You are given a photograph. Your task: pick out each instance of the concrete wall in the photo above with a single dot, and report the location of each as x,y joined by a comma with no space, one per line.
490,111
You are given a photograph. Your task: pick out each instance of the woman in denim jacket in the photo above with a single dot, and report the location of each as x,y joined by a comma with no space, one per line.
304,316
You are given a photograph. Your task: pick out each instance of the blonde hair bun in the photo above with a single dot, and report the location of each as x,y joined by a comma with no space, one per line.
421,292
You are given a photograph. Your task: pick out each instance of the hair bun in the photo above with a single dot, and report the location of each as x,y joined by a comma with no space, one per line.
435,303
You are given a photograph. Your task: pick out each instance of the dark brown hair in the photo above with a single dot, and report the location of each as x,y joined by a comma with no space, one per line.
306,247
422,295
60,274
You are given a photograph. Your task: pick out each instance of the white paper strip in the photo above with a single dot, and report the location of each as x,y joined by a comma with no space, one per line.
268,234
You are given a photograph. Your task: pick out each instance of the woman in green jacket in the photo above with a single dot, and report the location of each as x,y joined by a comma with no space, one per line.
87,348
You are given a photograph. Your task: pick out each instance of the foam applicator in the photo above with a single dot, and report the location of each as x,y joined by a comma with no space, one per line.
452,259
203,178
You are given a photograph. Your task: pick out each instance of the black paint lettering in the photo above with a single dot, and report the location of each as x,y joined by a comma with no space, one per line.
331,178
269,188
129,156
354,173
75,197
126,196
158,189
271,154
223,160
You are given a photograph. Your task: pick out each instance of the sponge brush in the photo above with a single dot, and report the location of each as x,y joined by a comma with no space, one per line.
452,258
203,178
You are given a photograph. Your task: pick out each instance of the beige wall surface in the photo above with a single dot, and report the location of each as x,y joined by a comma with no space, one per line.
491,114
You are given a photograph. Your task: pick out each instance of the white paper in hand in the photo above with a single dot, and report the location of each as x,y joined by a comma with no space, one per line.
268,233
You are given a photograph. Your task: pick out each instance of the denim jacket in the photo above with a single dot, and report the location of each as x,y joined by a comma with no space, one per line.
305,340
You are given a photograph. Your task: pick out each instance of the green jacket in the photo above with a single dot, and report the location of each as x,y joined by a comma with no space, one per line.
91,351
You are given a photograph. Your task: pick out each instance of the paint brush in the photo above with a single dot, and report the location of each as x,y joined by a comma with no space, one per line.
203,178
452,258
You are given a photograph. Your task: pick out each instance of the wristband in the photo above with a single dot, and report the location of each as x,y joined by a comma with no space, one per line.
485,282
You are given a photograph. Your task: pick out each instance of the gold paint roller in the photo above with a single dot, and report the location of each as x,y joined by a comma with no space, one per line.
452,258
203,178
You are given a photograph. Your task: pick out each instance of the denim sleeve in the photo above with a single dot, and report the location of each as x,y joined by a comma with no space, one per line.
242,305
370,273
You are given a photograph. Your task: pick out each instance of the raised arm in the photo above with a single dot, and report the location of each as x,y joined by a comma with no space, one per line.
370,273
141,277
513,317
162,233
====
Extract every entry in the listing word for word.

**Exercise result**
You are given a photograph. Your task: pick out each instance of the concrete wall in the photo above with a single dot, and report the location of each as x,y joined by a comma with no space, one per line.
490,111
You are given a photograph. Your task: pick out each instance of the woman in denim jacket in the photo above with a single dot, and report the location of each as x,y joined by a comma with no space, one per line.
304,316
You are given a photograph. Your task: pick out each instance of the blonde hair bun in the photo above with a single dot, and report the location of each as x,y joined by a comma with no space, one per line.
421,292
You are given a photograph. Your task: pick out each instance of the hair bun in the photo above with a single dot, and report the location of each as x,y joined by a comma with no space, one per line.
435,303
You are given a photograph. Your task: pick out each instance of the dark brown hair in the photo above with a single dot, and report the location of each as x,y joined by a comma with no space, one per line.
306,247
422,295
60,274
You are given a photograph. Your task: pick out each instance of the white paper strip in the photo above with a single dot, and report the location of each as x,y joined by a comma with no space, one per line.
268,234
You are given a photograph. Your task: pick out each instance of the woman in green jacket in the photo above with a single dot, and report the location of each as x,y joined by a comma with no space, one per line.
87,348
You are given a photograph. Your task: pick out each instance of the foam applicator in the photo above with a single dot, and report the location of each as x,y joined by a comma with no space, one per line.
452,259
203,178
You are given a photograph. Your task: pick out each instance of the black paint lettering in the photo above with a single dot, and report the location of each as x,y joined by a comma with no space, one per line.
331,178
269,188
129,156
354,173
75,197
126,196
158,189
271,154
223,160
You are given a photograph. Your task: pick out each instance of the sponge brush in the photo above with a single dot, and report the location of each as x,y joined by a comma with no space, one per line.
452,258
203,178
You are given a photograph. Your task: pick out each instance of the beige wall surface in the photo above with a single dot, and report the location of each as x,y joined by a comma with no space, one per line.
491,114
You are given a photograph. Your task: pick out each instance of the white paper in hand in the photo above with a single dot, and report the location of each as x,y joined by a comma with no space, one per line.
268,233
You are given a photograph. Your task: pick out each instance of the denim jacket in the photo above with a single dot, and report the location of each as x,y joined by a comma with no space, one per line.
305,340
You are given a photograph. Your task: pick out each instance of the green jacket in the photo above with a single dot, and report the location of each as x,y joined by a comma with no space, one per line.
91,351
You are given a photograph. Your task: pick out each instance of the paint brush in the photo above with a single dot, and report the location of each as x,y joined by a comma with no space, one per line.
203,178
452,258
You are given a photograph. Your task: pick out each instance of the wristband in the photo above with a single dot, and report the location of each as x,y joined by a comma with no space, one per line.
485,282
You are given a photograph. Your task: pick out each instance of the gold paint roller in the photo above with a single dot, and report the location of each as x,y joined by a comma with no space, one per line.
452,258
203,178
You are given a photograph. Your task: pick out each instance of the denim sleeve in the photo above with a single dot, and report the location of each as x,y joined by a comma with no space, one per line.
242,305
370,273
You are given a photograph. Your task: pick out each instance of the raised arm in the photo above with a single dot, and report the location of each as x,y joined by a comma with no space, one per line.
370,273
141,277
513,317
162,233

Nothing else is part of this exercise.